Instruções do exercício
Copie sem alterações as linhas dos registros desde o início até a linha que contém "357 110 452 128", incluindo esta última.

(Entradas de anotação de regiões)
"""

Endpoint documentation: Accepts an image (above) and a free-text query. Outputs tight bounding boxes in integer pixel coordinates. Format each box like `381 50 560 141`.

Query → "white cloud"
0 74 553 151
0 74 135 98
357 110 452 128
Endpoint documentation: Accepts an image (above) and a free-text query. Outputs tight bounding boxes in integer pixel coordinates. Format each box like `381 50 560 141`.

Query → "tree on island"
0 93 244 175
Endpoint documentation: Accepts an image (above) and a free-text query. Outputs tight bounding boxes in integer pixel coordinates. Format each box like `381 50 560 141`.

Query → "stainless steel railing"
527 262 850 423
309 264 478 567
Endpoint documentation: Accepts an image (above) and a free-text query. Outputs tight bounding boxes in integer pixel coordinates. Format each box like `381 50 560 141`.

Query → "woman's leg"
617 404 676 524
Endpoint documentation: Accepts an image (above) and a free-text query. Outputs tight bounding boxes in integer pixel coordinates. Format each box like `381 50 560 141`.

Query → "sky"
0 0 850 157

"""

A resposta
Endpoint documentation: Accepts an image (above) and a free-text query. Outputs tight bounding boxes in integer pixel coordinates. Format each box like `381 50 560 141`.

Query → "white cloud"
0 74 553 151
0 74 135 98
357 110 452 128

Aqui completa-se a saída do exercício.